======== Texto de partida

El planteamiento es simple: un viejo soldado llamado Íñigo Balboa cuenta los años que vivió junto a un veterano de las guerras de Flandes que actuaba como espadachín en el Madrid de los Austrias, un mercenario rudo y de moral laxa que había contemplado lo mejor y lo peor de su tiempo, pero siempre se había comprometido con la defensa de su patria, aunque a su patria no le importara lo más mínimo. Página a página y novela a novela, en una saga que ya cuenta con siete volúmenes y del que siguen pendientes dos más, Balboa muestra sin disimulo la verdadera naturaleza de su tiempo, con acciones grandiosas y vergüenzas terribles, con la hermandad de los compañeros de batalla y la deslealtad de su país, que obliga a los veteranos a malvivir cuando ya no son aptos para seguir atacando villas, cavando zanjas o asaltando galeras en el Mediterráneo. La miseria económica y moral es lo único que les depara el destino, generalmente a causa de funcionarios, políticos, vividores y religiosos, que esquilman las riquezas de la nación mientras sacan pecho de logros que no les corresponden. Balboa es testigo de la decadencia del Imperio español, cuando pocos años antes había sido la nación más rica y poderosa del mundo, y no teme en señalar a los culpables, tanto internos como externos. Viejo y socarrón, el veterano ya no teme a nada a la hora de hablar de ingleses, franceses, italianos y turcos, a la vez que ataca sin pudor a los muchos cortesanos que no dudaron en aprovecharse del valor de su pueblo y de la posición elevada que disfrutaba entonces la Corona para hacer su propia fortuna, mientras que a los valientes que se dejaban la piel en Flandes o en Berbería no les quedaba sino mugre, lástima y decepción.

================
======== Datos proporcionados

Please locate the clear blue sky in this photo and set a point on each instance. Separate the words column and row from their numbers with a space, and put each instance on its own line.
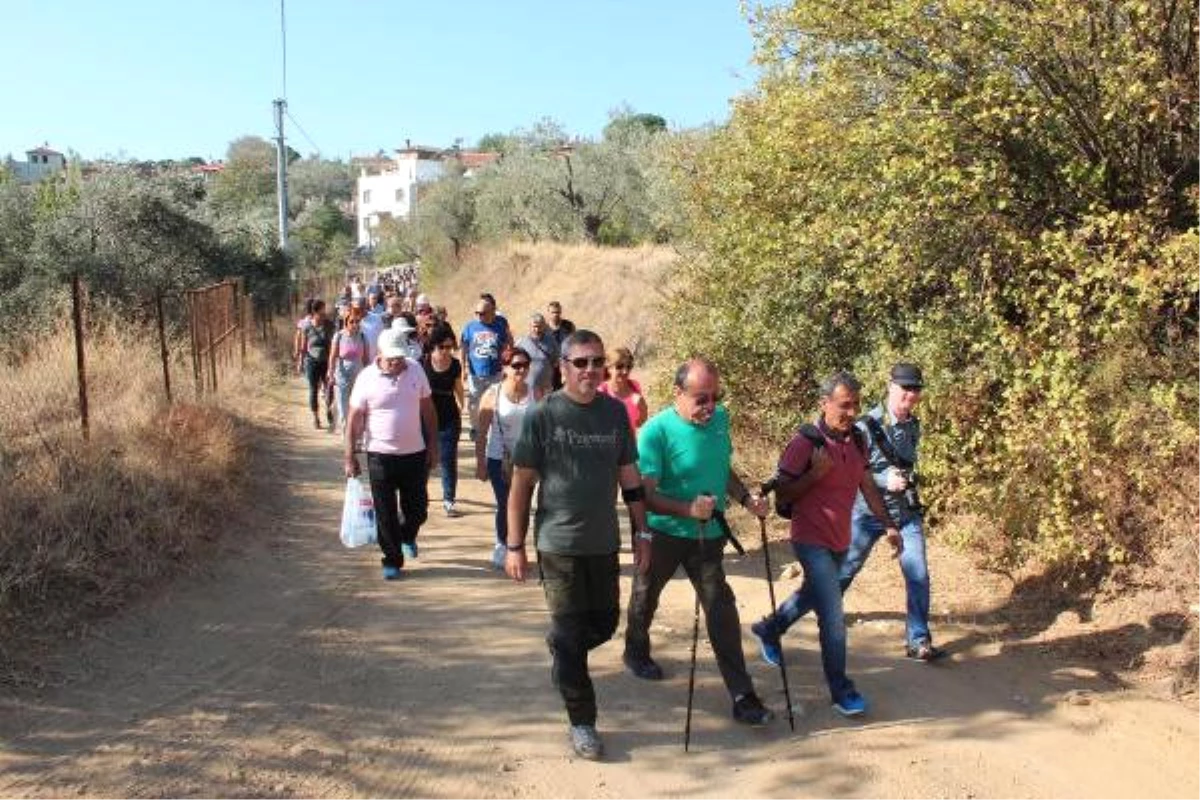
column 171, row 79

================
======== Datos proporcionados

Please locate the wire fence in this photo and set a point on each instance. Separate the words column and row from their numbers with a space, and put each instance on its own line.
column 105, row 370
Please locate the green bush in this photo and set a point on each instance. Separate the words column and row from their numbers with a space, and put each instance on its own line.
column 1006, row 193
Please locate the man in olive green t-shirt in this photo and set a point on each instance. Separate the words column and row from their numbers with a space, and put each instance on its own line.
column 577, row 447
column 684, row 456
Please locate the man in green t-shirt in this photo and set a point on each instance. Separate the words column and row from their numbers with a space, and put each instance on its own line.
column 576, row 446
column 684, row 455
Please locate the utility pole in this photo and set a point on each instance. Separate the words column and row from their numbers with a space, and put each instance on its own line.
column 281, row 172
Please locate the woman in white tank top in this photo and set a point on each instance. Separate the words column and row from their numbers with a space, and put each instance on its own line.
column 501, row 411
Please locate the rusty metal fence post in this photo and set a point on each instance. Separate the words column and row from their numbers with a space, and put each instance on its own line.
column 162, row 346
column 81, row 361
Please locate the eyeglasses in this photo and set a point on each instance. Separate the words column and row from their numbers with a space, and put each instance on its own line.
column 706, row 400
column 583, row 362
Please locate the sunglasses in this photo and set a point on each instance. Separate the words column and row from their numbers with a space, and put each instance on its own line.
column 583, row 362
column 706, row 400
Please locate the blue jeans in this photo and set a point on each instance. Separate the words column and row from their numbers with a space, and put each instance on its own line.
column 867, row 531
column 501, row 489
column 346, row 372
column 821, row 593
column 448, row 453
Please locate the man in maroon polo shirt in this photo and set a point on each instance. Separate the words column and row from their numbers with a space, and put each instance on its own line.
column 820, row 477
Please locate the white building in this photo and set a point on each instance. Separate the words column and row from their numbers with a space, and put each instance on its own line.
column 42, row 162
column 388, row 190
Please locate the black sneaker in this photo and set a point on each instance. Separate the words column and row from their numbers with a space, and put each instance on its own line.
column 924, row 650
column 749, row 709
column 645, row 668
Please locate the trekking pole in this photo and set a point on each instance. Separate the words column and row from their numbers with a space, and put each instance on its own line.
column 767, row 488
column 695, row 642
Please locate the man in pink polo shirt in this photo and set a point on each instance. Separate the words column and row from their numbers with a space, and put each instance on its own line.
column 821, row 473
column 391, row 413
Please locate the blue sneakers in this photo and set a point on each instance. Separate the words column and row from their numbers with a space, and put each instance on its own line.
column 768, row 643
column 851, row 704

================
======== Datos proporcionados

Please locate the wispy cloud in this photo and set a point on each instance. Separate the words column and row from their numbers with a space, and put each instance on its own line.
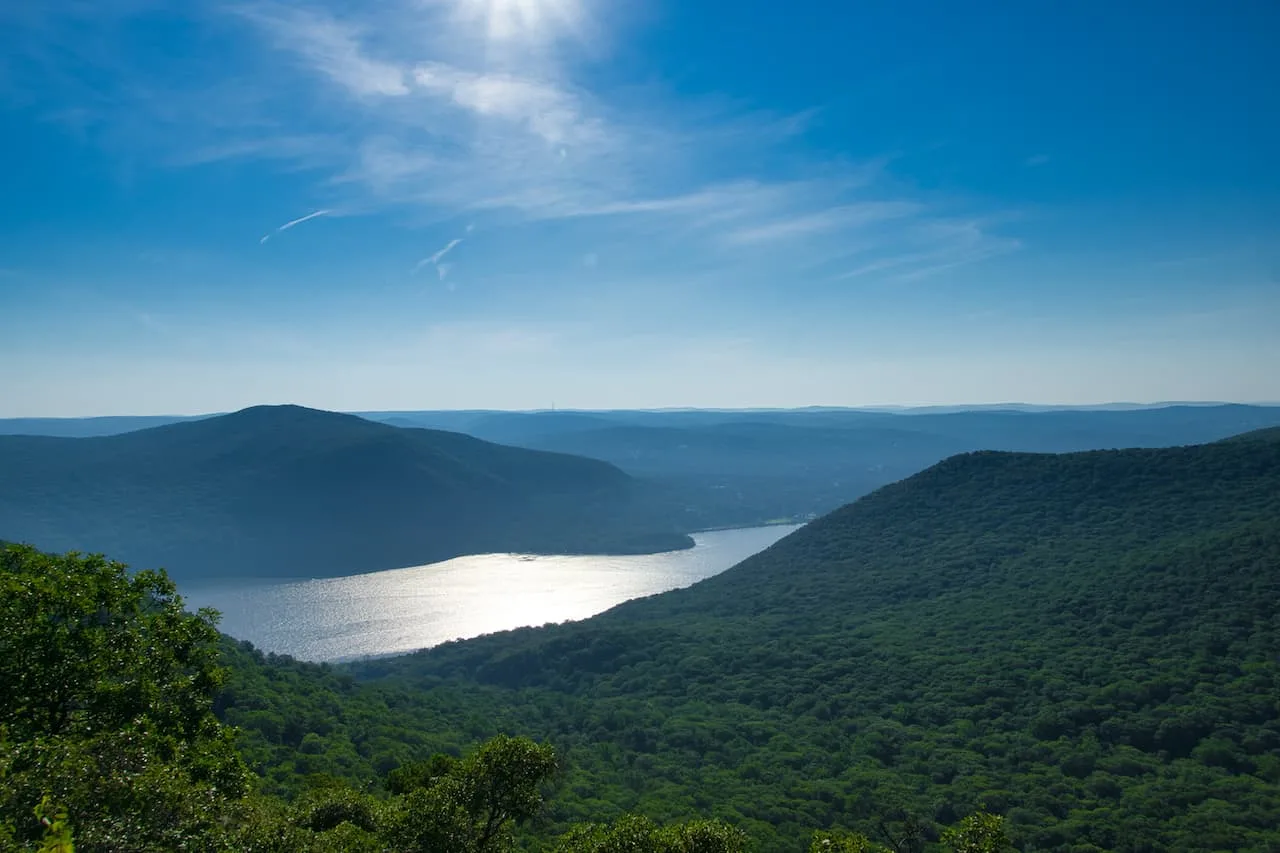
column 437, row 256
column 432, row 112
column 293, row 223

================

■ Tareas del ejercicio:
• 1. Reproduce tal cual las líneas de los registros que van desde la que contiene "Please locate the wire" hasta la que contiene "column 684, row 456", ambas incluidas.
• 2. Prolonga el texto sobre la saga narrada por Íñigo Balboa a partir del punto en que se detiene.

■ Resultados por tarea:
• 1.
Please locate the wire fence in this photo and set a point on each instance. Separate the words column and row from their numbers with a space, and put each instance on its own line.
column 105, row 370
Please locate the green bush in this photo and set a point on each instance. Separate the words column and row from their numbers with a space, and put each instance on its own line.
column 1006, row 193
Please locate the man in olive green t-shirt in this photo and set a point on each instance. Separate the words column and row from their numbers with a space, and put each instance on its own line.
column 577, row 447
column 684, row 456

• 2.
Todas las novelas de la saga de Alatriste son brutalmente honestas con la realidad de su tiempo y nada ilustra mejor la historia de España que las divagaciones del narrador acerca de las desvergüenzas que le tocaron vivir. Balboa ama su patria y cree en la importancia de su vida de soldado, precisamente por eso le duele contemplar el final de hombres como el propio Alatriste, Sebastián Copons, Martín Saldaña y otros parecidos, frente al deshonor de personajes como Luis de Alquézar, fray Emilio Bocanegra o Gualterio Malatesta. El bien y el mal de las historias clásicas, pero con una formidable gama de grises que en el fondo no son tales. Alatriste y los suyos son los buenos, aunque amargados y empujados al borde de la sociedad, pero ni siquiera entonces olvidan conceptos tan cruciales como el valor, la lealtad, la entrega y el sacrificio, que siempre han sido su modo de vida.
Pérez–Reverte lleva a cabo en El capitán Alatriste un homenaje sentido a Los tres mosqueteros, de Alexandre Dumas; a Vida, nacimiento, padres y crianza del capitán Alonso de Contreras, autobiografía de este soldado y corsario; y a los folletines de aventuras y espadachines de toda la vida, pero con su propia ironía de autor crudo y conocedor de las miserias humanas, que no duda en mostrar abiertamente, como ha hecho en toda su obra.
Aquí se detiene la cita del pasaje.